Task prompt: The result should be the line with "Would you be able to mark the woman's hand on steering" followed by every remaining line of the entries, each reproduced exactly, with nothing else.

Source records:
______

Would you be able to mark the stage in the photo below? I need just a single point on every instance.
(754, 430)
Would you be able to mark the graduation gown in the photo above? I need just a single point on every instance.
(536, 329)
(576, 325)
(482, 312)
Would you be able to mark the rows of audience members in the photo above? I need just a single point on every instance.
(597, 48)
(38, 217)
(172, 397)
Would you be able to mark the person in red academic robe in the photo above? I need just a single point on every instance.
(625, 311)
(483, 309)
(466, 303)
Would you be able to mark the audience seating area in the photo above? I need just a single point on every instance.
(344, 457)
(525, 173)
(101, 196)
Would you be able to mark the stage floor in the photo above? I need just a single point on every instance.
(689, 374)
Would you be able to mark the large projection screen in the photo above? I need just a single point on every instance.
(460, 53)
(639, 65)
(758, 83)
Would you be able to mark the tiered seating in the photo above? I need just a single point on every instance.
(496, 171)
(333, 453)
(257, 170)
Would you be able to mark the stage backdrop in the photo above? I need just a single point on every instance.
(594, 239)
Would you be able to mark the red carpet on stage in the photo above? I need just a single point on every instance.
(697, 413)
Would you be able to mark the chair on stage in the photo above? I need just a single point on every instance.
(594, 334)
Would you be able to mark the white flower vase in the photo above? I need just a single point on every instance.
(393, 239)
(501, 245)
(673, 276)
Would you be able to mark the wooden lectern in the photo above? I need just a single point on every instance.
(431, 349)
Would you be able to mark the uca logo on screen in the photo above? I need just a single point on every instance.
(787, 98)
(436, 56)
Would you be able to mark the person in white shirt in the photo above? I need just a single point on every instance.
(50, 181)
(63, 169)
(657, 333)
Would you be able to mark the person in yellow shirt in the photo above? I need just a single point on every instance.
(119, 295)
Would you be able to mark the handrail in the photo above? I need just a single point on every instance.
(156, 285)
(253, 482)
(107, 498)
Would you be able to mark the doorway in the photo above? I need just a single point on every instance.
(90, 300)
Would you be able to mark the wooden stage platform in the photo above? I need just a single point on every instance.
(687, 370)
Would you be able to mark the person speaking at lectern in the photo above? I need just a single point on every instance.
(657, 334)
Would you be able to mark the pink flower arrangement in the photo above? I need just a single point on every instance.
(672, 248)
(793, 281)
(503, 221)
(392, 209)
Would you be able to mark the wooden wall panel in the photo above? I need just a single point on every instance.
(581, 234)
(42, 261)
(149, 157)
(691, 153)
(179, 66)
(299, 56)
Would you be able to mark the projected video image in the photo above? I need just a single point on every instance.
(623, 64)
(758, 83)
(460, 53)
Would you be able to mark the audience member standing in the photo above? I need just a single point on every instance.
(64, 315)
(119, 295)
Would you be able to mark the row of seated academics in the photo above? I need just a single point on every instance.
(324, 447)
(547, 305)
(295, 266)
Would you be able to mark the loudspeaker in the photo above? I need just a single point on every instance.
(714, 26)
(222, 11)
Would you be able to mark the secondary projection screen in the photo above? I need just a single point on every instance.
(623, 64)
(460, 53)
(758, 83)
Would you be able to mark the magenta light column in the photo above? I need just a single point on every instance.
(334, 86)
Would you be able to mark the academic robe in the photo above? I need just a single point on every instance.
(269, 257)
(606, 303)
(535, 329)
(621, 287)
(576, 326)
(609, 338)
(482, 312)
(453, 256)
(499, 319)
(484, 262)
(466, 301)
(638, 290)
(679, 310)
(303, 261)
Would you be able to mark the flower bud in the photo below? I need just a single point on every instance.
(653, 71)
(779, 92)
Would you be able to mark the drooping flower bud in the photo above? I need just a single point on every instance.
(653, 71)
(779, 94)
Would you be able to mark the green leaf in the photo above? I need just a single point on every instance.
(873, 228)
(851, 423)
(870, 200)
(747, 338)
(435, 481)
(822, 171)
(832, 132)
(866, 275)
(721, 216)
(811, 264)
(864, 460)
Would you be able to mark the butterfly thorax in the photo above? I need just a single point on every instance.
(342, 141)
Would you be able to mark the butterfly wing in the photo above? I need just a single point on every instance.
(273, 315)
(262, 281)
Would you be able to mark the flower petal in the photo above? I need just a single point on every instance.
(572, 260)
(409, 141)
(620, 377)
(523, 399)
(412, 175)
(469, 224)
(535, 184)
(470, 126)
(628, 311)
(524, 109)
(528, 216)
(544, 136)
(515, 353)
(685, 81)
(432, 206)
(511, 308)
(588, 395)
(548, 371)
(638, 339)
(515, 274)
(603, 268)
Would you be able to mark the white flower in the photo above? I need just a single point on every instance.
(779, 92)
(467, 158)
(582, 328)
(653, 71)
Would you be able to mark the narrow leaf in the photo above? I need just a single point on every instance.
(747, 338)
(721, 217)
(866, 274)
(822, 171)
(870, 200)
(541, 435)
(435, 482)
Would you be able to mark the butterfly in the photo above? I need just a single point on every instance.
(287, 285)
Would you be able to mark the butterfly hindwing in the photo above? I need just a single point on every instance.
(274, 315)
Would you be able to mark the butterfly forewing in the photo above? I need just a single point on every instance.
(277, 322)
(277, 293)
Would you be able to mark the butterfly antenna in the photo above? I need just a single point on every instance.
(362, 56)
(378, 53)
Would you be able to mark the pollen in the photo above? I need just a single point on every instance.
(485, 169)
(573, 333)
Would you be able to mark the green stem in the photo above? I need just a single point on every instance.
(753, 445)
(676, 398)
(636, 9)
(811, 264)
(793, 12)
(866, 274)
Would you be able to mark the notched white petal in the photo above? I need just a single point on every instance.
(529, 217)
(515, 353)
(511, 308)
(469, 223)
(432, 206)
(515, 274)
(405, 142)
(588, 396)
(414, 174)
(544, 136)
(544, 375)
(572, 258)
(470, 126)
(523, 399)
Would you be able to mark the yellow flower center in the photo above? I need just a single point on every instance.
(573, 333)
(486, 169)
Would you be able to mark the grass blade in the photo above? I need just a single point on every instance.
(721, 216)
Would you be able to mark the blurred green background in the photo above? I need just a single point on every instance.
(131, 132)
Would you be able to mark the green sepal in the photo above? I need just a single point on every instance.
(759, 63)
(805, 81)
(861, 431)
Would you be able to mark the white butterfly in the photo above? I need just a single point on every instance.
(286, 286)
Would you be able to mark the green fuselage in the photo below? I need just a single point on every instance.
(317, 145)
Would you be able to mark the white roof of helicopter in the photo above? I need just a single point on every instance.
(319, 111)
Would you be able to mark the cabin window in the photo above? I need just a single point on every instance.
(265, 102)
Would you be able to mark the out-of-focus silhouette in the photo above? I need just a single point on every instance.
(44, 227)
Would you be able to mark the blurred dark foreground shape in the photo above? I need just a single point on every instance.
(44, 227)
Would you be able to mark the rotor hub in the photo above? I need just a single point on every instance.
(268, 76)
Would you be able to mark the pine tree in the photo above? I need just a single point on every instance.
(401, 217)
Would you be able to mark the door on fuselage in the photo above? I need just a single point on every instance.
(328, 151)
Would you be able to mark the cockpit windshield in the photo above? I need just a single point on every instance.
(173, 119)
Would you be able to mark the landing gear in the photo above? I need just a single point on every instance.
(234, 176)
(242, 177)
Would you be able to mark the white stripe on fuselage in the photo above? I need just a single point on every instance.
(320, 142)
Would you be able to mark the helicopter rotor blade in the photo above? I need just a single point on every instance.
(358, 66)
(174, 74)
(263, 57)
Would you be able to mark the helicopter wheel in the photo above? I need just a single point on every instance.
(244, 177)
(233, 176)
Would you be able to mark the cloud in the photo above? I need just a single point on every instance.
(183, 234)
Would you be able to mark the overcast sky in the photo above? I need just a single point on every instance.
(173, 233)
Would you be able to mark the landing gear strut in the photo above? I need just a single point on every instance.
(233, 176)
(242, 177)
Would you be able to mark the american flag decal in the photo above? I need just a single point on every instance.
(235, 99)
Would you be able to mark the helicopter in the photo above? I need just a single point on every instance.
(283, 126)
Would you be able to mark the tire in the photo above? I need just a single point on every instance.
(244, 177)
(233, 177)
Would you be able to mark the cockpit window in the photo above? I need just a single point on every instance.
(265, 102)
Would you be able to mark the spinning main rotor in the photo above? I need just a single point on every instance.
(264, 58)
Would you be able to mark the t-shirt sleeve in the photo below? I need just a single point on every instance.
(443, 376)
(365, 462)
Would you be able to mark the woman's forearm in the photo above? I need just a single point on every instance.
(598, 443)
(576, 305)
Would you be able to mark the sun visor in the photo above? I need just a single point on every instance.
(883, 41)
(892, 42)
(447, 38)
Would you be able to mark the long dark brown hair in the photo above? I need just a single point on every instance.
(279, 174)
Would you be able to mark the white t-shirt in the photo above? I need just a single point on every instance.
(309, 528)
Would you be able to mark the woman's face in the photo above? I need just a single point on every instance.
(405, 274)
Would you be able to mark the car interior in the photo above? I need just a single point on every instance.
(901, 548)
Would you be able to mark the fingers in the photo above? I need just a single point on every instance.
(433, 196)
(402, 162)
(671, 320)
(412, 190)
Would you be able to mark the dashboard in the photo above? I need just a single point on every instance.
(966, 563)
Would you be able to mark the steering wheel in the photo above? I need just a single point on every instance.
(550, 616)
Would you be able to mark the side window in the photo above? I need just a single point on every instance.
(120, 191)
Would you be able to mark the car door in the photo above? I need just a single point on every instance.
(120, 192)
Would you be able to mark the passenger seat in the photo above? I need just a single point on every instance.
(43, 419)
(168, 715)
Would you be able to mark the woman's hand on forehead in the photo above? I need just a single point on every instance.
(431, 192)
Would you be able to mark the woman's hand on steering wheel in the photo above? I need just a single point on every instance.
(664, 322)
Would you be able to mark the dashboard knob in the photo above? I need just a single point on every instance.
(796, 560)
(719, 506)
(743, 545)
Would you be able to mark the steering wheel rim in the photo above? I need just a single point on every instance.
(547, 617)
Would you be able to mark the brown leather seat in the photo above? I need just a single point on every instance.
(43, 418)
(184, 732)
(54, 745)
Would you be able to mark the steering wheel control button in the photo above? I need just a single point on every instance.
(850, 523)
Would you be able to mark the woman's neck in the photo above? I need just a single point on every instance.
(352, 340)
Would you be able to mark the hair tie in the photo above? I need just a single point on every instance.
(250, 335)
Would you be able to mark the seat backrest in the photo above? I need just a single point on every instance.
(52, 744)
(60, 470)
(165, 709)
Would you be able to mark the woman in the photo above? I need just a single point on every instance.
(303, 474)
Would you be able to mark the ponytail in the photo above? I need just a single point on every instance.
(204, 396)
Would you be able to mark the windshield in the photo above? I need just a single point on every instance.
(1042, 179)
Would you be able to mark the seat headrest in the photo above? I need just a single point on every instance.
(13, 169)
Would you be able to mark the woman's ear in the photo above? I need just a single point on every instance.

______

Solution:
Would you be able to mark the woman's hand on steering wheel in the photo above? I need just a single point on every instance.
(664, 322)
Would you be able to mark the dashboard knob in the photo above? I need just a single point on every instance.
(796, 560)
(719, 506)
(743, 545)
Would you be able to mark the steering wheel rim in the photo above? I need just a single point on every instance.
(547, 617)
Would you be able to mark the brown leather seat in the photo above? I need just a single point on every instance.
(43, 418)
(184, 732)
(54, 745)
Would you be able to mark the steering wheel control button in the photo above? I need just a single point on every instance.
(850, 523)
Would you be able to mark the woman's neck in the photo above? I need just a single point on every instance.
(352, 340)
Would you be able to mark the hair tie in the photo above? I need just a single point on every instance.
(250, 335)
Would you be able to mark the seat backrest in the photo above? I need just a single point on every instance.
(52, 744)
(60, 470)
(165, 709)
Would you be able to mark the woman in the photo above? I need just a single point on every instance.
(303, 474)
Would you be able to mark the ponytail in the photo above? I need just a single point on every instance.
(204, 396)
Would you be able to mark the windshield in the photo above? I need just a single point on every instance.
(1042, 179)
Would you be able to mark the seat headrest in the photo above? I need just a single point on every instance.
(13, 169)
Would you be able to mark the woman's ear in the photo above? I need just a single point on every instance.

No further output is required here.